— Data records —
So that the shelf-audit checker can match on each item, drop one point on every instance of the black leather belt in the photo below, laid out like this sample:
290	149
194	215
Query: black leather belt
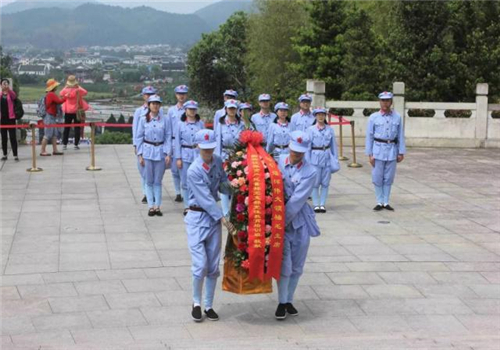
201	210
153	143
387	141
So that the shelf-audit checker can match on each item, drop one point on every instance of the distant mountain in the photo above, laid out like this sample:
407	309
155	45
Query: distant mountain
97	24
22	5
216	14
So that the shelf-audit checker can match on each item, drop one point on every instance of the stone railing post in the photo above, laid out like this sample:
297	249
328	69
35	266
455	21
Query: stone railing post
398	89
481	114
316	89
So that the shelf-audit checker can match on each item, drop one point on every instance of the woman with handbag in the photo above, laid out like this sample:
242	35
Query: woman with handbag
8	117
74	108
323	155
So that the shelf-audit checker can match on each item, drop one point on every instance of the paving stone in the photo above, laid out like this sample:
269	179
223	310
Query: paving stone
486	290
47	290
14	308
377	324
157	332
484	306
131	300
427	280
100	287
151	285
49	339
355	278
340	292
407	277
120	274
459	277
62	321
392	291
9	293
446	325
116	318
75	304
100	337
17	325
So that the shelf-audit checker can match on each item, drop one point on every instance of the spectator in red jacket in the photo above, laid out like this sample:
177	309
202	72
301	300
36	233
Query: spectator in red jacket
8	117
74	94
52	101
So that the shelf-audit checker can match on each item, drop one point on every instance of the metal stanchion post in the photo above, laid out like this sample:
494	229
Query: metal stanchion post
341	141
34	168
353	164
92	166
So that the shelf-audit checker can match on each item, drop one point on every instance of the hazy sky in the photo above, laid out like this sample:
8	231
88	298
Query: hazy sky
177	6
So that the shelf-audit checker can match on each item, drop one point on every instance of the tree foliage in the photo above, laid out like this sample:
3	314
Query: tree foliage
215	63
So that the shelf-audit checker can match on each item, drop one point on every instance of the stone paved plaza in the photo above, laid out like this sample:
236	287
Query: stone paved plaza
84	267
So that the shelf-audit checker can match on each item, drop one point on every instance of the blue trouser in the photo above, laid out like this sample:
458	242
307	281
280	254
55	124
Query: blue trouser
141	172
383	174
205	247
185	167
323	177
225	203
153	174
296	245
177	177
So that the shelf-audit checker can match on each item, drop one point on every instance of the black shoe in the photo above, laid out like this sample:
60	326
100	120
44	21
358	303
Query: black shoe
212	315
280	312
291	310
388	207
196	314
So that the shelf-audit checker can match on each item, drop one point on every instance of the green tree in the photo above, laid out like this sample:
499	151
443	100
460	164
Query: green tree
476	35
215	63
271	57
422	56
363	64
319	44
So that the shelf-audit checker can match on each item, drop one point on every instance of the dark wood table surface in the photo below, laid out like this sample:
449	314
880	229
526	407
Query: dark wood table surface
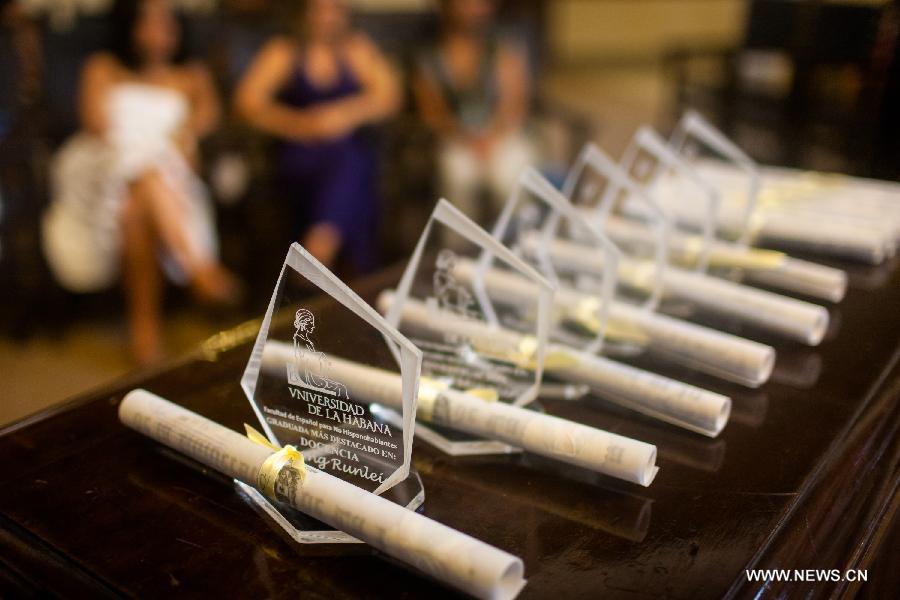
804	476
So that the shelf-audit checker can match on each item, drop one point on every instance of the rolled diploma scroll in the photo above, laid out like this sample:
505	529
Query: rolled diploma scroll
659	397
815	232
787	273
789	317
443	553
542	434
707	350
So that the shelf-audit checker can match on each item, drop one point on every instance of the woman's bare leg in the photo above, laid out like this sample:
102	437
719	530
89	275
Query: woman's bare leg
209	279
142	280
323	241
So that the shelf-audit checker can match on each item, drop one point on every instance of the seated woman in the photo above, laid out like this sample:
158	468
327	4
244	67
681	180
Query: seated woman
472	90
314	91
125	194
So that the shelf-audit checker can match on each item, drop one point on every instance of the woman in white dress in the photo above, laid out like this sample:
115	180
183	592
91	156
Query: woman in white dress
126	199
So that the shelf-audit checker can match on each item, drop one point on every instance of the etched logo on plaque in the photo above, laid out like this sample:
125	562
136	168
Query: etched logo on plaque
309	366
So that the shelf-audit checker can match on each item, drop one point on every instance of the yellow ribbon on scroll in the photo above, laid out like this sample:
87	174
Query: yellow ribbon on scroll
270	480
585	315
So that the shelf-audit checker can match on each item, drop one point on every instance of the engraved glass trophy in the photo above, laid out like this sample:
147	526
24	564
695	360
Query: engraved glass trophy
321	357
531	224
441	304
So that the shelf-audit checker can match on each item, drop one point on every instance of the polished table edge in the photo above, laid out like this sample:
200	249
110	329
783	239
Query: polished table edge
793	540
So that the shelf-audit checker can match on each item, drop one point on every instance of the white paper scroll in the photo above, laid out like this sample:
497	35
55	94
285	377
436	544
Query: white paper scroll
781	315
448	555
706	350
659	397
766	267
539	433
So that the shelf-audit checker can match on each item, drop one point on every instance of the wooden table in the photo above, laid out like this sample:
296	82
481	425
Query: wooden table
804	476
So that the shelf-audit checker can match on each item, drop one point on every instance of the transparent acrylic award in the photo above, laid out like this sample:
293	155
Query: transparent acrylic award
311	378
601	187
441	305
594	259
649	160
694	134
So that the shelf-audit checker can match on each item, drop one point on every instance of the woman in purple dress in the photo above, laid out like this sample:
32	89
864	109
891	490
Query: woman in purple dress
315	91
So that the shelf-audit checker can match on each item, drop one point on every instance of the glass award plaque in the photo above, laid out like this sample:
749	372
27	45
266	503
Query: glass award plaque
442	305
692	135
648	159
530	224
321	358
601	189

— Problem to solve —
Retype all the data exactly. Omit pictures.

— Output below —
So that the shelf-audit checker can match on each item, drop one point on every instance of the black leather belt in the photo below, laid out like this sample:
290	149
194	215
Query: black leather belt
201	210
153	143
387	141
So that the shelf-audit checker can match on each item, drop one point on every instance of the distant mountain in the photo above, laid out like this sample:
407	309
155	45
Query: distant mountain
97	24
22	5
216	14
So that the shelf-audit checker can match on each item, drop one point on every instance of the stone railing post in the photo above, laid out like this sample:
297	249
328	69
35	266
455	21
Query: stone railing post
398	89
481	114
316	89
So that the shelf-audit checker can match on each item, drop one point on every instance of the woman with handbag in the photo above, laid out like this sample:
242	35
Query: woman with handbag
8	117
74	108
323	155
So that the shelf-audit checker can match on each item, drop one point on every instance of the paving stone in the photo above, laid out like this sample:
269	179
223	310
Query: paving stone
486	290
47	290
14	308
377	324
157	332
484	306
131	300
427	280
100	287
151	285
49	339
355	278
340	292
407	277
120	274
459	277
62	321
392	291
9	293
446	325
116	318
75	304
100	337
17	325
So that the shelf-audit checker can match on each item, drop one point on every instance of the spectator in red jacket in the photo above, laid out like this sample:
177	309
202	72
301	300
36	233
Query: spectator in red jacket
8	117
74	94
52	101
So that the shelf-audit checker can match on each item, drop one point on every instance of the metal stanchion post in the photo above, laid out like this sample:
494	229
Query: metal stanchion post
341	141
34	168
353	164
92	166
So that the shelf-audit checker can match on each item, drop one point on every instance of the hazy sky in the photo above, laid out like this sample:
8	231
88	298
Query: hazy sky
177	6
So that the shelf-audit checker can match on each item, drop one point on every instance of the tree foliage in the photo above, laid out like this sample:
3	314
Query: tree foliage
215	63
So that the shelf-audit checker can match on each item, drop one point on every instance of the stone paved plaza in the photo above, laid out like this sample:
236	287
Query: stone paved plaza
84	267
So that the shelf-audit checker can match on each item, drop one point on every instance of the blue trouser in the photo above, laid out like this sample:
458	242
307	281
280	254
55	124
Query: blue trouser
141	172
383	174
205	247
185	167
323	177
225	203
153	174
296	245
177	177
So that the shelf-audit checker can match on each item, drop one point on every instance of the black shoe in the photo above, laid out like this sample:
60	326
100	120
44	21
358	303
Query: black shoe
212	315
280	312
291	310
388	207
196	314
So that the shelf-audit checker can match on each item, drop one point on every instance of the green tree in the photo above, laid out like this sample:
499	151
443	100
460	164
Query: green tree
476	35
215	63
271	57
422	56
363	64
319	44
So that the shelf-audit checker can match on each item, drop one point on every instance of the dark wood table surface in the photo below, laid out like this sample:
449	314
880	229
526	407
Query: dark wood table surface
804	476
So that the shelf-audit checker can match on each item, drop one point on every instance of the rolled diploma scroll in the photo above, laid out like this sample:
505	529
Query: rolled diploma scroll
659	397
815	232
787	273
789	317
443	553
542	434
707	350
So that the shelf-audit checker can match on each item, drop one point on every instance of the woman's bare leg in the photo above, laid out like this sample:
102	437
719	530
89	275
Query: woman's bare leg
209	279
142	280
323	241
So that the shelf-audit checker can match on each item, drop one point on every instance of the seated woman in the photo above, laid out like this sample:
158	468
327	4
244	67
681	180
Query: seated woman
472	90
314	91
125	194
So that the shelf-audit checker can match on each item, drop one point on every instance of the woman in white dress in the photo above, laid out like this sample:
115	180
183	592
91	156
Query: woman in white dress
126	199
So that the shelf-audit checker can match on each item, drop one point on every instance of the etched logo on plaque in the photo above, laid out like this sample:
125	562
136	168
Query: etched logo on plaque
309	366
So that the shelf-audit checker can match on each item, drop one point on every instance of the yellow ribbon on scroll in the photo above, laid out like this sample:
87	174
Query: yellow ribbon on scroll
270	480
585	315
So that the shelf-audit checker can match on each item, drop one point on every instance of the engraved glass trophy in the photo above, laid out like this sample:
147	526
24	564
695	360
Query: engraved glass trophy
321	357
531	224
441	304
So that the shelf-audit checker can match on each item, drop one point on every instance of the polished table edge in the photo above, laid out like this sample:
200	249
110	329
783	239
Query: polished table edge
793	540
So that the shelf-audit checker can match on each item, drop one point on every instance of the white paper scroll in the photo above, laid out like this sample:
497	35
55	94
285	377
436	544
Query: white paper scroll
781	315
448	555
706	350
659	397
766	267
539	433
So that the shelf-audit checker can match on each item, drop one point on every instance of the wooden table in the photo above, laid out like this sample:
296	82
481	425
Query: wooden table
804	476
So that the shelf-audit checker can match on each item, drop one point on every instance of the transparent acrylic award in the photo above, laid out like this sample:
293	155
Query: transparent acrylic award
311	378
601	187
441	305
594	259
649	160
694	134
So that the shelf-audit checker can match on each item, drop one point on every instance of the woman in purple dress in the photo above, laid out like this sample:
32	89
864	109
891	490
Query: woman in purple dress
315	91
So that the shelf-audit checker can match on each item, drop one point on every instance of the glass award plaque in the photo above, laid out like this sample:
749	372
27	45
266	503
Query: glass award plaque
442	305
692	135
648	159
530	224
321	358
601	189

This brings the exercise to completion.